_Problems to work on_
A – In the passage about postmodern suspicion of big stories, what kind of approach were those following Jesus looking for?
B – Sum up the passage about postmodern suspicion of big stories in two sentences.
C – Carry on the passage about postmodern suspicion of big stories from its last sentence.

_Extract to read_
= = =

I proceeded to tell him, noting that in part it attempts to unfold “The eternal purpose of God.”

“Well!” He exclaimed jovially but incredulously. “When you figure that one out, be sure to let the rest of us know!”

Ah, these were the early, heady days of postmodern incredulity to metanarratives – even postmodern Christian suspicion of Christian metanarratives. And why not, after all? We (at least, we evangelical Christians) were weaned on a ‘big story’ of “If you were to die tonight, do you have assurance in your heart that you’d go to heaven?” Or, “Have you heard the four spiritual laws?” Those of us following Jesus with awareness of our post-everything cultural shift were keenly aware of the shortcomings of our blithely-uttered “theories of everything,” and were looking for a humbler approach – even if it ultimately meant affirming a much humbler, more localized, cosmology.

= = =

_Supplied information_
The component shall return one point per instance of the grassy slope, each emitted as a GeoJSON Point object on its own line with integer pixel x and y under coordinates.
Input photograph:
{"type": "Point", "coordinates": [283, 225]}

= = =

_Responses to the exercise_
A – A humbler approach, even if it ultimately meant affirming a much humbler, more localized cosmology.

B – When the narrator said that something in part attempts to unfold "The eternal purpose of God," a man answered jovially but with disbelief that the rest of them should be told once that was figured out. The narrator links this reply to the early days of postmodern incredulity toward metanarratives, when evangelical Christians raised on big-story questions like the four spiritual laws saw the shortcomings of such "theories of everything" and looked for a humbler approach.

C –
But I had a problem – one I still have, at least in part, today. But it’s one I think From Eternity to Here by Frank Viola speaks into. My problem, sitting in Europe circa 2003 – and in the Southeast US of A circa 2009 – is that, since 1998 or so, I was arrested by a grand story – a tale of a God in love, a God who is love, a God who is Community, creating matter and physicality and embodiment as an expression of that love to pour Godself into. If this Story doesn’t do away with the Fall-Rescue-Restoration narrative so common to Christendom, it certainly reframes it, going back further and then permeating the present, to the point (for me at least) that some eschatological tensions are less pronounced. And further still, proponents of this Story have the audacity to believe it’s hiding in plain sight right in our bibles: https://i0.wp.com/jotpuree.com/images/theophanes_in_russia_larger/theophanes_in_russia_larger-Images/16.jpg

Although I am less than the least of all God’s people, this grace was given me: to preach to the Gentiles the unsearchable riches of Christ, and to make plain to everyone the administration of this mystery, which for ages past was kept hidden in God, who created all things. His intent was that now, through the church, the manifold wisdom of God should be made known to the rulers and authorities in the heavenly realms, according to his eternal purpose which he accomplished in Christ Jesus our Lord. (Paul’s letter known as Ephesians, 3:8-11, TNIV – emphasis mine, as ancient Hebrews & Greeks did not have italic fonts yet.)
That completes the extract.